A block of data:
# # # # # # #

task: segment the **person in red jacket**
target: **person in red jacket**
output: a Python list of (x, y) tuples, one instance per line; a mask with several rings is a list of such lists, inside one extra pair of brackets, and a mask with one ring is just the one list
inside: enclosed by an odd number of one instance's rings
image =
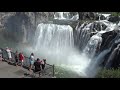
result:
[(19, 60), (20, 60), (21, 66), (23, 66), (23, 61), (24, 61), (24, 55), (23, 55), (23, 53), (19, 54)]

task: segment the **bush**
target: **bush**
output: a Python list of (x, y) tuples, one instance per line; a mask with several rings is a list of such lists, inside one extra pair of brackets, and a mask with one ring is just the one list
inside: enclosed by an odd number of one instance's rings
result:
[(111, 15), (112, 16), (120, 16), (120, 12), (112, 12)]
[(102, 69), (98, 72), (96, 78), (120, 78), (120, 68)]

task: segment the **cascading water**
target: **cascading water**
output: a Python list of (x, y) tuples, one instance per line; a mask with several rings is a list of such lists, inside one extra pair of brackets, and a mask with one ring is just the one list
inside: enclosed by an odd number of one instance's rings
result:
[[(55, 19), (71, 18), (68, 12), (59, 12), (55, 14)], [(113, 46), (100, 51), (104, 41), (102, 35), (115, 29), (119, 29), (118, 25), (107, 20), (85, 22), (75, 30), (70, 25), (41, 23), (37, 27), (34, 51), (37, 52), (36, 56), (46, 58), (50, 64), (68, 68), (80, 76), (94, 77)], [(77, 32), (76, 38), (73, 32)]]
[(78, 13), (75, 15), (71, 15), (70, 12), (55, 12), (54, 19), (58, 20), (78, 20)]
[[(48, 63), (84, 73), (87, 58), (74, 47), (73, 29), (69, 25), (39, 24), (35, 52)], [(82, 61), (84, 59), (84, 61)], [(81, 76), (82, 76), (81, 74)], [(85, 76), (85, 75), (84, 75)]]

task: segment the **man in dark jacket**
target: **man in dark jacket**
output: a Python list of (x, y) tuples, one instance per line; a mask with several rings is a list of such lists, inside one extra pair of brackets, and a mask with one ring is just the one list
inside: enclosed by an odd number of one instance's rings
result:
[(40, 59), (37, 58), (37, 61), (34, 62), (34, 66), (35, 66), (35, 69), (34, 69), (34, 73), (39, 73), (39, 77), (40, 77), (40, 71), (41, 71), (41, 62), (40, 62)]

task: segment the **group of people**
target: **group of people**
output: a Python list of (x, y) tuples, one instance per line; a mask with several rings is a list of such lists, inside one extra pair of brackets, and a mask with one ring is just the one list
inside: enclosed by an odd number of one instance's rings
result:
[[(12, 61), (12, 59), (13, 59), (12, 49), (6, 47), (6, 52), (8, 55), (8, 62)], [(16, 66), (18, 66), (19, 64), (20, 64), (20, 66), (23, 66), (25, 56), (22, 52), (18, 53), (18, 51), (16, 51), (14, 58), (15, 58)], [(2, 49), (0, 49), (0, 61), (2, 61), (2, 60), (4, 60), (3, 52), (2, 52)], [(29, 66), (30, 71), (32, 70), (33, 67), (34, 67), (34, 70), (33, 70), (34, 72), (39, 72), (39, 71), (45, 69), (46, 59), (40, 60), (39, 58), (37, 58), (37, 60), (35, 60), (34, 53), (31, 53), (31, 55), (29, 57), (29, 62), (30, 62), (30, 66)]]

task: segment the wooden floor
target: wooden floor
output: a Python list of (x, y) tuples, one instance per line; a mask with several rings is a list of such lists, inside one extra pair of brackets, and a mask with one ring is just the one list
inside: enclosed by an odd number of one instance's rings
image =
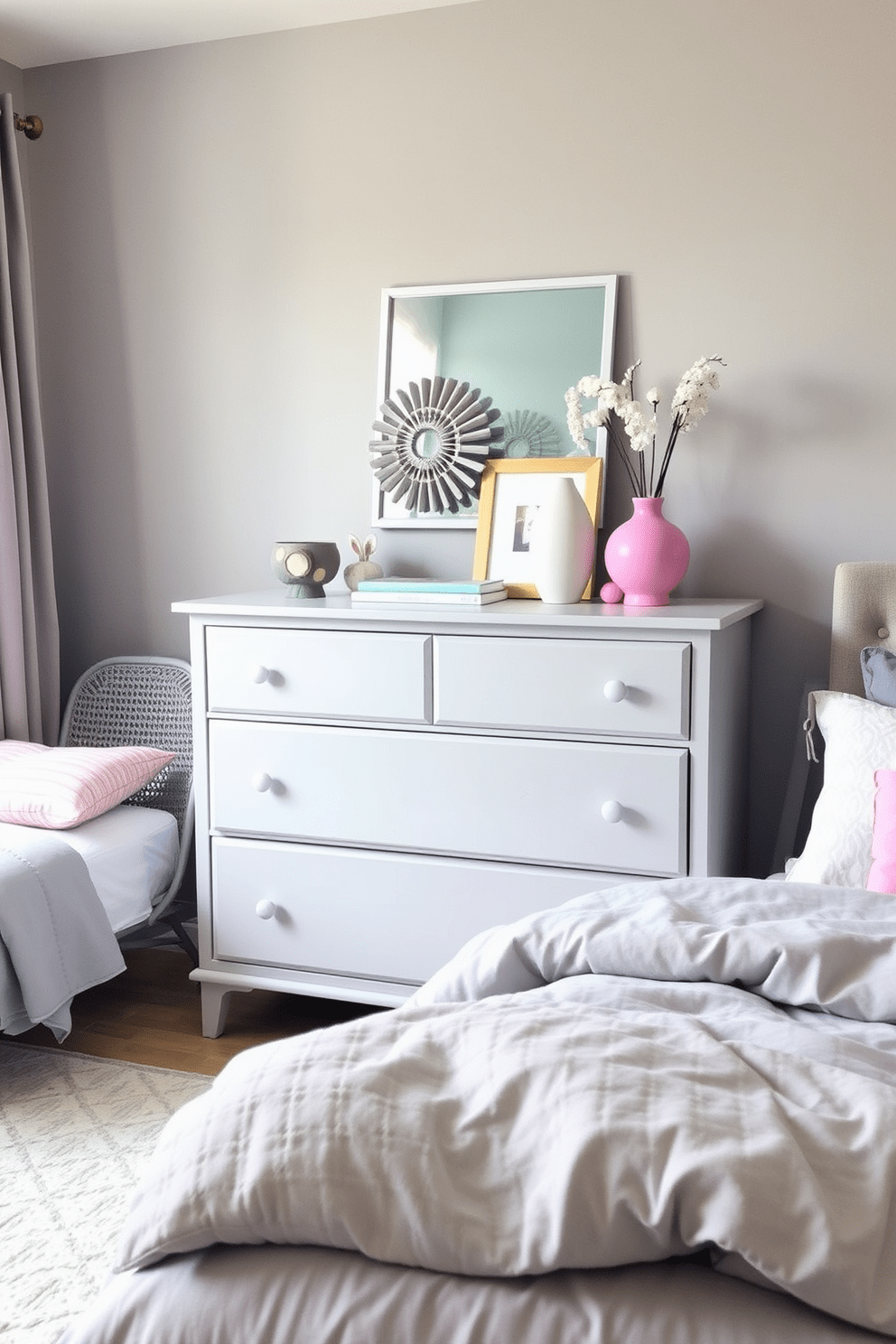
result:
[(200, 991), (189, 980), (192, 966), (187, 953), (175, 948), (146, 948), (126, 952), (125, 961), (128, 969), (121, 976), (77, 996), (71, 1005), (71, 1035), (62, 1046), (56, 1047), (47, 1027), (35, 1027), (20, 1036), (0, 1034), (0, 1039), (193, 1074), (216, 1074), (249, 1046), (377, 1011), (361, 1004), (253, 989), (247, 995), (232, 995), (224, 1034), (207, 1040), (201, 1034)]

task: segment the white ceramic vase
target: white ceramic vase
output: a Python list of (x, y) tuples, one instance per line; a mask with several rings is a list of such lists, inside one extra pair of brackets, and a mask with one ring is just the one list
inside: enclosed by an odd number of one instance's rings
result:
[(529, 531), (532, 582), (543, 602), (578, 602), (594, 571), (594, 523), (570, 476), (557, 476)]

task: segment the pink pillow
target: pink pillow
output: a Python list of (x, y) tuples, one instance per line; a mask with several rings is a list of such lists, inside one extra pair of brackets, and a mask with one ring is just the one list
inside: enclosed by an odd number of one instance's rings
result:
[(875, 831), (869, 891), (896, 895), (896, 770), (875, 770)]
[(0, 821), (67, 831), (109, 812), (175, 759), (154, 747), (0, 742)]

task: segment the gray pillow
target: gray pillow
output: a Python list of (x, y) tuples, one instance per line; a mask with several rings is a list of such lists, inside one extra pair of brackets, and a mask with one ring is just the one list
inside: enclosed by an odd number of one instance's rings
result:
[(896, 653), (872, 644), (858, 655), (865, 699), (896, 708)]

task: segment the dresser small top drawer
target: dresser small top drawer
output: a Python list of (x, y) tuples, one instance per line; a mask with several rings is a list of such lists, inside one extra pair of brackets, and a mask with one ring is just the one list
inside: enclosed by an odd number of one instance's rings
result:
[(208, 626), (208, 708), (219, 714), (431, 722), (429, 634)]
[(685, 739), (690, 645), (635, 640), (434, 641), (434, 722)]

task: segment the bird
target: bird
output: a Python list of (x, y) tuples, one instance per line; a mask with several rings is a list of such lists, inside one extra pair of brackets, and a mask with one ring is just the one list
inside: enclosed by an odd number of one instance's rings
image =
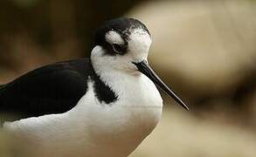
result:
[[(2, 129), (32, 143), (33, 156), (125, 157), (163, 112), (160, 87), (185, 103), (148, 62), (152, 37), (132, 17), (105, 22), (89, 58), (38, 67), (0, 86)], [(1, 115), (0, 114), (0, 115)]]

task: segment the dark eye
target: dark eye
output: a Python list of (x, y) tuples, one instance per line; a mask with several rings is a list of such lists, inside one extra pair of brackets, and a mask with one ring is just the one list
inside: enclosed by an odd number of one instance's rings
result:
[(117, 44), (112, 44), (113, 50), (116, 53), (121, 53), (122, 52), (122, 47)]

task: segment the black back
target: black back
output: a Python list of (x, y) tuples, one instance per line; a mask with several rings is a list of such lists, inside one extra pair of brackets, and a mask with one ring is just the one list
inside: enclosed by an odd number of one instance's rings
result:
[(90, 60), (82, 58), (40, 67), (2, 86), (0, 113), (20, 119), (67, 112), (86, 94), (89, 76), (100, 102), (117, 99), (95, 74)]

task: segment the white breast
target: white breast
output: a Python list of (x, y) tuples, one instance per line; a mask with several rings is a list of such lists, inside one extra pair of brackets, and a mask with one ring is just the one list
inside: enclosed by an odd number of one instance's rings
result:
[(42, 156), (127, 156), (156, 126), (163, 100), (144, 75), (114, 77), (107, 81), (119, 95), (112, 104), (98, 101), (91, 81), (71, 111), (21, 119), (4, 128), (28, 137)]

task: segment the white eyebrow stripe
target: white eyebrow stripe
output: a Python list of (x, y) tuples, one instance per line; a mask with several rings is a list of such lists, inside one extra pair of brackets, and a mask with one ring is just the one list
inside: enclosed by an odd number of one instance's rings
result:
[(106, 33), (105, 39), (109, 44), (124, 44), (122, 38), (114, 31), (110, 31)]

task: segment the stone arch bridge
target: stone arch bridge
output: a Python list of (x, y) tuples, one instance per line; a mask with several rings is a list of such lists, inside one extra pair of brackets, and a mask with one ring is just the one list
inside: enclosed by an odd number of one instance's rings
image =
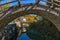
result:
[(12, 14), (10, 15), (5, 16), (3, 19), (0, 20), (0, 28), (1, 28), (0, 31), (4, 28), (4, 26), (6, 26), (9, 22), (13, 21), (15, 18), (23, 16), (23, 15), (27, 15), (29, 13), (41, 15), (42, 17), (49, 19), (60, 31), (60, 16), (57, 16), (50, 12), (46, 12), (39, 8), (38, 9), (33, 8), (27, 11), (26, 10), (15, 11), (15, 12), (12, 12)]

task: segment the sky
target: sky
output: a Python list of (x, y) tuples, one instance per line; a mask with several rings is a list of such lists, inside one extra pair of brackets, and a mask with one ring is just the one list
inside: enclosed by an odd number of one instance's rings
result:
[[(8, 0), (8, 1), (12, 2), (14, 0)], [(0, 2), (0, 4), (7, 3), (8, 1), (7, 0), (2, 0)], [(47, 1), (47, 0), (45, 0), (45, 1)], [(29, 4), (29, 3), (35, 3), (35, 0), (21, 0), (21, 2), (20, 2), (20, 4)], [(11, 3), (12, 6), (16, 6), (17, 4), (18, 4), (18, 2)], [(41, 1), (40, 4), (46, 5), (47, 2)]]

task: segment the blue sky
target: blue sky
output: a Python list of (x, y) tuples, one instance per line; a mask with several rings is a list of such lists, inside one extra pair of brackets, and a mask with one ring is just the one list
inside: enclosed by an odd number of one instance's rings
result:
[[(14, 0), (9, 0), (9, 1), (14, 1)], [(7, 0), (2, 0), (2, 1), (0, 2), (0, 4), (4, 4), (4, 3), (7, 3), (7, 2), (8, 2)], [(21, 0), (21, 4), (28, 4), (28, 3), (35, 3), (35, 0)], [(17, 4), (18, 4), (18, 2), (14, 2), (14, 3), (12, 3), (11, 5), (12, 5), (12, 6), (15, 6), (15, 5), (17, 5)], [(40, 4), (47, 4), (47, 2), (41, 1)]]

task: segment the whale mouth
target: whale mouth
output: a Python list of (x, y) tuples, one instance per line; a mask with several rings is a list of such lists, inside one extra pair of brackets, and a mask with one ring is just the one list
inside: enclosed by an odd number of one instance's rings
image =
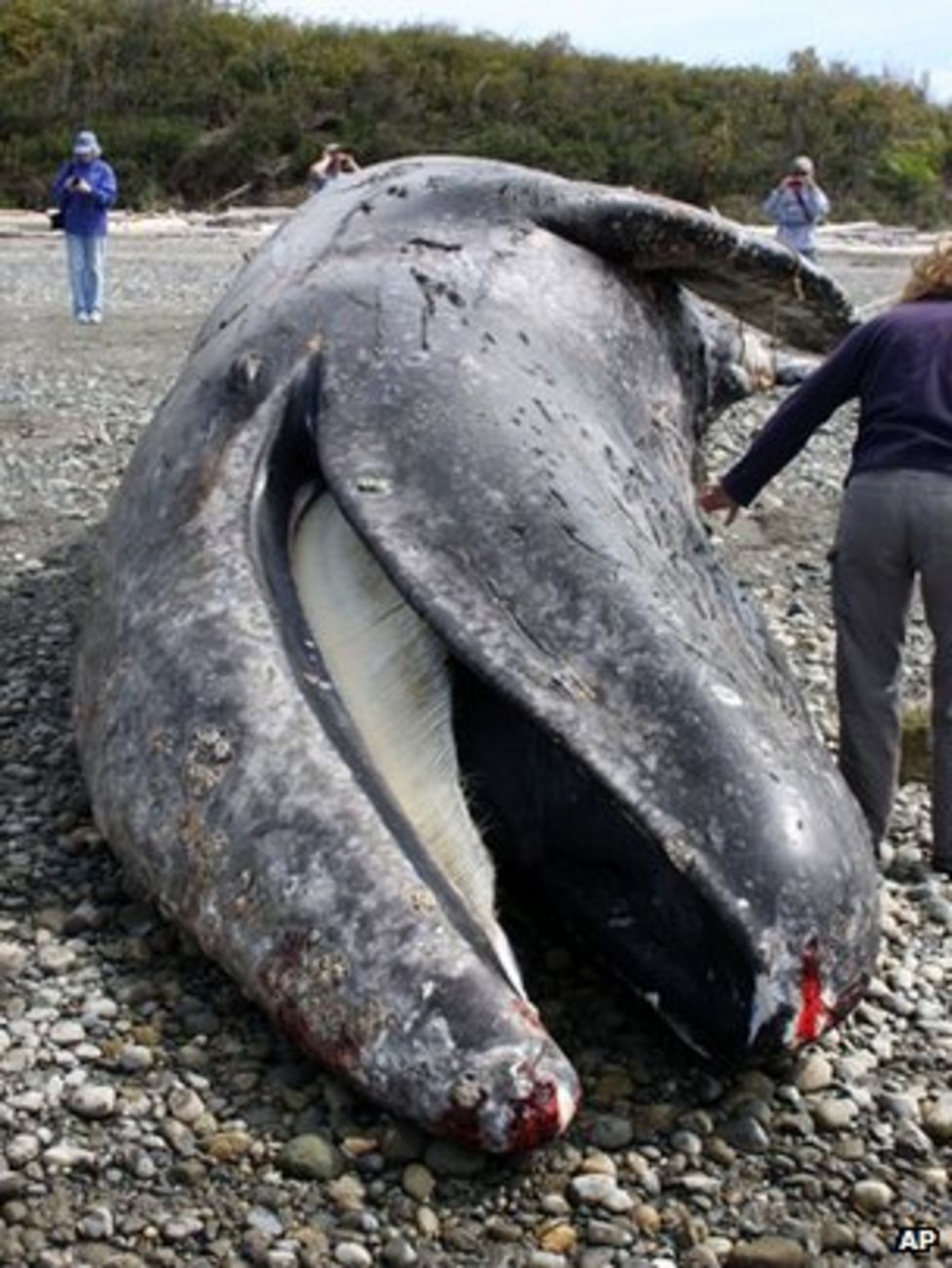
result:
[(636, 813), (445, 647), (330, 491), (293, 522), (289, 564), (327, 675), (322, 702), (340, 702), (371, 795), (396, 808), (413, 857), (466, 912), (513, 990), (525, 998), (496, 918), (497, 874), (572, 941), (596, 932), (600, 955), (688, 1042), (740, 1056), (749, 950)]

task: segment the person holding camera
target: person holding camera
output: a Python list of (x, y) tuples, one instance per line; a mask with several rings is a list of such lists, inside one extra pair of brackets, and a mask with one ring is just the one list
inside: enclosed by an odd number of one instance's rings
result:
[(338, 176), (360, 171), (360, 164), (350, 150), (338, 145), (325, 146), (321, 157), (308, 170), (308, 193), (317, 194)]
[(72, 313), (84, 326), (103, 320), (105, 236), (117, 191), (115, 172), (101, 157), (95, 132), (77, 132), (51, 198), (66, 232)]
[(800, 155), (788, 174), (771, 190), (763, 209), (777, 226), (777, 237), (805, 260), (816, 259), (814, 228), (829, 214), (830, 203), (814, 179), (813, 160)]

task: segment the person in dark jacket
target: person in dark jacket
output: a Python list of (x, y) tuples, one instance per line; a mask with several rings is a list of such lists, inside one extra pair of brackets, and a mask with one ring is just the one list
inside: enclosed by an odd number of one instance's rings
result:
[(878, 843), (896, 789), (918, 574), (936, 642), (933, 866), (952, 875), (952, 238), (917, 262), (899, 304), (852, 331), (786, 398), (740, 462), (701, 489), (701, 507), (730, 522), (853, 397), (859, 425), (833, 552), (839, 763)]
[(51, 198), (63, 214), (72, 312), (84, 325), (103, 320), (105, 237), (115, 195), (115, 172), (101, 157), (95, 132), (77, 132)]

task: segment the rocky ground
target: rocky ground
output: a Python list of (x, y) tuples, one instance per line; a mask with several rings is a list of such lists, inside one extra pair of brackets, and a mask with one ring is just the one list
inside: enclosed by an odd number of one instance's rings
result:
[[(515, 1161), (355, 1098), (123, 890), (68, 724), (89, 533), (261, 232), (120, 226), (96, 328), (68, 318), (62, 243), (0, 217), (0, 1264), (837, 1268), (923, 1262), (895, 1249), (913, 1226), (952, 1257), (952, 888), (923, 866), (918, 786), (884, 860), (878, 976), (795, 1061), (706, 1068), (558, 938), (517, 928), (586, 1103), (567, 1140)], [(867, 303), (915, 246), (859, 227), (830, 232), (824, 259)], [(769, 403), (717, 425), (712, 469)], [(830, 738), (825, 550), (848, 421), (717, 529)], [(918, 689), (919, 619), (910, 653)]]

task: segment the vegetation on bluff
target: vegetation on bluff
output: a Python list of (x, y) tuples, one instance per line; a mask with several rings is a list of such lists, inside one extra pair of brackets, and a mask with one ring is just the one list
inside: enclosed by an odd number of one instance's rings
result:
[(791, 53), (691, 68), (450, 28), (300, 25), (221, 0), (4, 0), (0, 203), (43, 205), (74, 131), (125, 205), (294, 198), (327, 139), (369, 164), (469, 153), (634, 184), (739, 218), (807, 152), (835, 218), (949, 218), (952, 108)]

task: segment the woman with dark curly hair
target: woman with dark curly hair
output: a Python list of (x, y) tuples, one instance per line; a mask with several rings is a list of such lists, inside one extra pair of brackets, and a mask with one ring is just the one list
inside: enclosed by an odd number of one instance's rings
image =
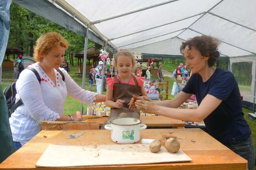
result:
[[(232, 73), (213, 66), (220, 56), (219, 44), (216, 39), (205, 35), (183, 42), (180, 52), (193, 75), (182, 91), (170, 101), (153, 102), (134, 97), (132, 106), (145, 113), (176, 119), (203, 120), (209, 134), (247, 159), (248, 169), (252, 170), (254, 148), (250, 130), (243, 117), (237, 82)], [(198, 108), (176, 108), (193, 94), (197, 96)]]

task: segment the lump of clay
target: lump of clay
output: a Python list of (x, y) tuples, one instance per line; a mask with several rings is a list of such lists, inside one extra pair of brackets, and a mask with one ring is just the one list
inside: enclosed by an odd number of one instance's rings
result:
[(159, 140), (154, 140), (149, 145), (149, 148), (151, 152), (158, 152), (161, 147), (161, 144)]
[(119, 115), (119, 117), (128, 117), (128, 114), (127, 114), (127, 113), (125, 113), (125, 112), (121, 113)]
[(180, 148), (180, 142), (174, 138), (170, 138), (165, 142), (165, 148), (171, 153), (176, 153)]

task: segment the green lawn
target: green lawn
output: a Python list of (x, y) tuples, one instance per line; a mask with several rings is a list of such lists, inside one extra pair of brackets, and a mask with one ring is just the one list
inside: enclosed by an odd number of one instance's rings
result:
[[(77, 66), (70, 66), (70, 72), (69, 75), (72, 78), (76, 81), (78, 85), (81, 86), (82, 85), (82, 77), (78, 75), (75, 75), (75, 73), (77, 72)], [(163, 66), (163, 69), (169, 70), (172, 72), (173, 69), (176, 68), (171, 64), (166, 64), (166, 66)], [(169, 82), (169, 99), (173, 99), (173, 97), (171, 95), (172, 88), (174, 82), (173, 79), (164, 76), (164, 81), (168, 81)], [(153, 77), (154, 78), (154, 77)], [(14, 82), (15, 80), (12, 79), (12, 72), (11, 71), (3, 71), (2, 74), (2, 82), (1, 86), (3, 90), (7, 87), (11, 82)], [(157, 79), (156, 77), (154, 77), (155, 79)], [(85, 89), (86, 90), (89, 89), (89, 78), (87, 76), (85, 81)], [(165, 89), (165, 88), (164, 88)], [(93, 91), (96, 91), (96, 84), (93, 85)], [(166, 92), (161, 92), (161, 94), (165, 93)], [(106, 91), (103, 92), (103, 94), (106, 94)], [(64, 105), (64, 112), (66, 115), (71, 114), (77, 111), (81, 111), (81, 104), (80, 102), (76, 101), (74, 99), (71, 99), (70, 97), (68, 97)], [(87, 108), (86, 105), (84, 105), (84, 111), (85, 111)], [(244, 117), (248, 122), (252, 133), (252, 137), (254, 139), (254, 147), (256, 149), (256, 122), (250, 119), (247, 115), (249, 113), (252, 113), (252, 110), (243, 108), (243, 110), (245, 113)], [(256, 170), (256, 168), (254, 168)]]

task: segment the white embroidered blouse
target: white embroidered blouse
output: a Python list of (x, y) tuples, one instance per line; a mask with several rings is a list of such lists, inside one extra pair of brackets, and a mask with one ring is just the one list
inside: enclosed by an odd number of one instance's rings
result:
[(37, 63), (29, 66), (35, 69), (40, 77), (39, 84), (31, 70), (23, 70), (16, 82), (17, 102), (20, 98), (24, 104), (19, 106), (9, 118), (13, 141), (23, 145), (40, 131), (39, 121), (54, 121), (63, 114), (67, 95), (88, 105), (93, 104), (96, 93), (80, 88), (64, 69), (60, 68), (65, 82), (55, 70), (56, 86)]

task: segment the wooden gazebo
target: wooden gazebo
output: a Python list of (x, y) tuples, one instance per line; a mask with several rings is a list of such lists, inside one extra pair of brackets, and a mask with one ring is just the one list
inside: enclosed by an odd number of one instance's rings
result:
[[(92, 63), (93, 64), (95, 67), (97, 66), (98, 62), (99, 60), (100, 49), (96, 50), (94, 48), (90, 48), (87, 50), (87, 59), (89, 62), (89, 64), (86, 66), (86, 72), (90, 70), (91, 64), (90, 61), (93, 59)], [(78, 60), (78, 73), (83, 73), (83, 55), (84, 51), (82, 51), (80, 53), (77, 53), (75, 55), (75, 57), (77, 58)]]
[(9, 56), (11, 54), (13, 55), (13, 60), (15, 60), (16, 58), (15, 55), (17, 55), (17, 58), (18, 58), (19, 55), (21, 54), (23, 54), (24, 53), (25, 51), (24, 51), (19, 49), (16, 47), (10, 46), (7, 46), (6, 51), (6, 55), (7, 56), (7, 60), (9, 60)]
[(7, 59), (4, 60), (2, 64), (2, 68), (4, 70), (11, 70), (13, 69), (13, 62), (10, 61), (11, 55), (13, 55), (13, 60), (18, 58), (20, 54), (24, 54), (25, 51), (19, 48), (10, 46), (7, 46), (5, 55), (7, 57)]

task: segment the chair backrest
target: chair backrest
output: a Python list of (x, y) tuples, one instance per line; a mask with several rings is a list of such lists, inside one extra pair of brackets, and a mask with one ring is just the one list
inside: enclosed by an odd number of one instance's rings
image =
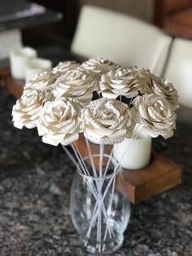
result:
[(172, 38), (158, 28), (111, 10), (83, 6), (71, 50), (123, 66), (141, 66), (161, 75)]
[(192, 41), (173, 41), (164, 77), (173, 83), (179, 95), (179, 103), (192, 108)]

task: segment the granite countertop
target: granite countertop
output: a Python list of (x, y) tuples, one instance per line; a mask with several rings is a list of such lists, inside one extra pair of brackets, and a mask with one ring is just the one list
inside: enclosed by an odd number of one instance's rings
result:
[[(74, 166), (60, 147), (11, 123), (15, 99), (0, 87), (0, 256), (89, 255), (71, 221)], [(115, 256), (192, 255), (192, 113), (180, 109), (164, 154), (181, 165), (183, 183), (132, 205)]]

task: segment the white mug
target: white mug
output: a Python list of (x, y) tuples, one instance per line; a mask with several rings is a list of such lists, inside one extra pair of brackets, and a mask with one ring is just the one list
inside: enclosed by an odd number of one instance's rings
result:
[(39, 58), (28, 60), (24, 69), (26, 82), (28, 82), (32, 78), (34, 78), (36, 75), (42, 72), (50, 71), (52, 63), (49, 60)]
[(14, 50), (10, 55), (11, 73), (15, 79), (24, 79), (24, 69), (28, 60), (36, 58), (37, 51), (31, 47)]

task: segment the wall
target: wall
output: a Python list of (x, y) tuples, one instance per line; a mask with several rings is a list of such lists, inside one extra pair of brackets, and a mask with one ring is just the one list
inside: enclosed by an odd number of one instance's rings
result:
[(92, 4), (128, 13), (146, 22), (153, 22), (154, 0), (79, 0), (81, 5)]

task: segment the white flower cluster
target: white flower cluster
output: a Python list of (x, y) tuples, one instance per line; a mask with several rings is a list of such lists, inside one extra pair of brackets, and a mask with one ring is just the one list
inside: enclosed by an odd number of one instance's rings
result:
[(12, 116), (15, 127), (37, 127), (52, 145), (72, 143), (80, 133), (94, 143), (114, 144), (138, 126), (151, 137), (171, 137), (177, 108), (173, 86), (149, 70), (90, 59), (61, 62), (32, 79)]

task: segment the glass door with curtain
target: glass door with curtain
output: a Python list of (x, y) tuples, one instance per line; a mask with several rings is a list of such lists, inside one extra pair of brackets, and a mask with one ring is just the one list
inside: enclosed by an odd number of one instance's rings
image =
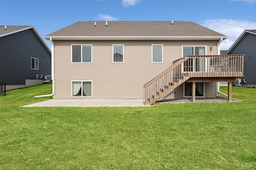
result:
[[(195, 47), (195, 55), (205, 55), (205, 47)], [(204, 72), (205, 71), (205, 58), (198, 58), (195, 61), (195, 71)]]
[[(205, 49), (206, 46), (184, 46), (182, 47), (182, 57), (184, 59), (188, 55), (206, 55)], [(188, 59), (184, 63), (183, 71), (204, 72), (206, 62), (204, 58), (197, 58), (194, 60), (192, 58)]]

# # # # # # #

Print the lines of the block above word for word, starting at the line containing "task: segment the black back" and ending at the line containing "99), (95, 74)]".

* **Finished answer**:
task: segment the black back
target: black back
output: a Python list of (x, y) tuples, one instance per line; a mask with several rings is a list of such lists, inside one extra pair of brackets, and a mask with one ring is just the one list
inside: enclosed by an odd number of one instance's rings
result:
[(90, 60), (82, 58), (40, 67), (2, 86), (0, 113), (20, 119), (67, 112), (86, 94), (89, 76), (100, 102), (117, 99), (95, 74)]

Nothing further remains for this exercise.